▸ **Your objective**
Repeat the data word for word. Do not include the pictures.

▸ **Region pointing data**
_ _ _
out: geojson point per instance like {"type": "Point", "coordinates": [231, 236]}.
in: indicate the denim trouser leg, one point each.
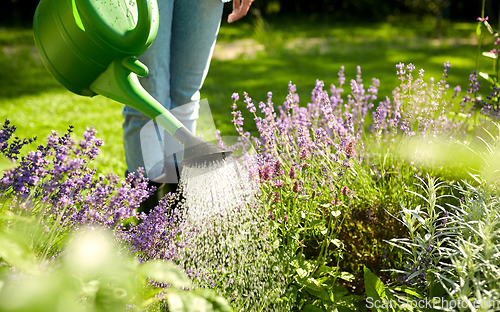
{"type": "Point", "coordinates": [178, 62]}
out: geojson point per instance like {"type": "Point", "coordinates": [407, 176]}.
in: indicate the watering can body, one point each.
{"type": "Point", "coordinates": [78, 39]}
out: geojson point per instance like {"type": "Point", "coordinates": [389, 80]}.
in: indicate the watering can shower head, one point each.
{"type": "Point", "coordinates": [90, 47]}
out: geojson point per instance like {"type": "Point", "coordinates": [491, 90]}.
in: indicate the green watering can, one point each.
{"type": "Point", "coordinates": [90, 47]}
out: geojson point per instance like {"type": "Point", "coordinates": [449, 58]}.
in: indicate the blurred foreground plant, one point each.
{"type": "Point", "coordinates": [93, 276]}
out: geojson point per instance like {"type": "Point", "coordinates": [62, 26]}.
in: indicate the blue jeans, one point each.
{"type": "Point", "coordinates": [178, 62]}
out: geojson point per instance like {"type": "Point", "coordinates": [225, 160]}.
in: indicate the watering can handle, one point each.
{"type": "Point", "coordinates": [133, 42]}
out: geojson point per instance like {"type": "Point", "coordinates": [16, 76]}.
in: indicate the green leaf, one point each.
{"type": "Point", "coordinates": [490, 55]}
{"type": "Point", "coordinates": [409, 291]}
{"type": "Point", "coordinates": [165, 272]}
{"type": "Point", "coordinates": [311, 308]}
{"type": "Point", "coordinates": [338, 291]}
{"type": "Point", "coordinates": [328, 270]}
{"type": "Point", "coordinates": [375, 289]}
{"type": "Point", "coordinates": [219, 303]}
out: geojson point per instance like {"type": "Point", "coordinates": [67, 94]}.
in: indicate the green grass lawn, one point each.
{"type": "Point", "coordinates": [36, 103]}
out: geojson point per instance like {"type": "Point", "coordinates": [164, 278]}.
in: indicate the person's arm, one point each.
{"type": "Point", "coordinates": [240, 9]}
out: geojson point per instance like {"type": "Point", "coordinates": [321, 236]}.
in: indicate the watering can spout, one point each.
{"type": "Point", "coordinates": [89, 46]}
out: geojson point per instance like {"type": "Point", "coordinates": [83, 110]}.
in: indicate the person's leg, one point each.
{"type": "Point", "coordinates": [142, 147]}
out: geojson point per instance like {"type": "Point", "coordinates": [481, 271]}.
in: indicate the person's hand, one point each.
{"type": "Point", "coordinates": [240, 9]}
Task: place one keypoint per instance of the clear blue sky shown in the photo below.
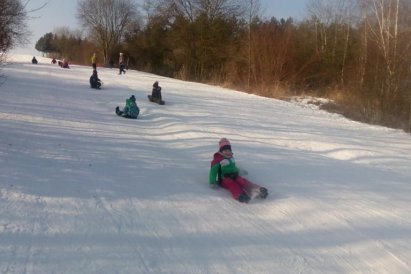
(62, 13)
_ _ _
▸ **Answer for this exercise**
out: geojson point per instance like {"type": "Point", "coordinates": [231, 236]}.
in: indicate the denim trouser leg, one point each.
{"type": "Point", "coordinates": [178, 62]}
out: geojson point per instance like {"type": "Point", "coordinates": [407, 176]}.
in: indicate the watering can body, one point each.
{"type": "Point", "coordinates": [78, 39]}
out: geojson point per instance like {"type": "Point", "coordinates": [389, 80]}.
in: indicate the watering can shower head, one point each.
{"type": "Point", "coordinates": [90, 47]}
out: geojson point per instance like {"type": "Point", "coordinates": [491, 90]}.
in: indicate the green watering can, one point each.
{"type": "Point", "coordinates": [90, 47]}
out: geojson point per instance like {"type": "Point", "coordinates": [449, 58]}.
in: indicate the blurred foreground plant, one point each.
{"type": "Point", "coordinates": [93, 276]}
out: geojson point per instance like {"type": "Point", "coordinates": [62, 26]}.
in: indicate the blue jeans, one point each.
{"type": "Point", "coordinates": [178, 62]}
out: geojson point per instance like {"type": "Point", "coordinates": [225, 160]}.
in: indicate the watering can handle, one point each.
{"type": "Point", "coordinates": [133, 42]}
out: geojson point per instance like {"type": "Point", "coordinates": [16, 76]}.
in: indicate the green leaf, one point each.
{"type": "Point", "coordinates": [490, 55]}
{"type": "Point", "coordinates": [409, 291]}
{"type": "Point", "coordinates": [165, 272]}
{"type": "Point", "coordinates": [311, 308]}
{"type": "Point", "coordinates": [338, 291]}
{"type": "Point", "coordinates": [328, 270]}
{"type": "Point", "coordinates": [375, 289]}
{"type": "Point", "coordinates": [219, 303]}
out: geojson point per instance like {"type": "Point", "coordinates": [67, 94]}.
in: indicate the green grass lawn, one point each.
{"type": "Point", "coordinates": [36, 103]}
out: geojson point per instance like {"type": "Point", "coordinates": [164, 278]}.
in: indicate the person's arm, one point each.
{"type": "Point", "coordinates": [240, 9]}
out: geojson point per instance like {"type": "Point", "coordinates": [321, 236]}.
in: indicate the watering can spout, one point each.
{"type": "Point", "coordinates": [89, 46]}
out: geojson point per instance like {"type": "Point", "coordinates": [83, 110]}.
in: indicate the person's leg, one point each.
{"type": "Point", "coordinates": [142, 147]}
out: geojson point per instance like {"type": "Point", "coordinates": [481, 271]}.
in: indicate the person's hand, one point each.
{"type": "Point", "coordinates": [240, 9]}
Task: place one keypoint per instance of the clear blue sky shown in the photo below.
(62, 13)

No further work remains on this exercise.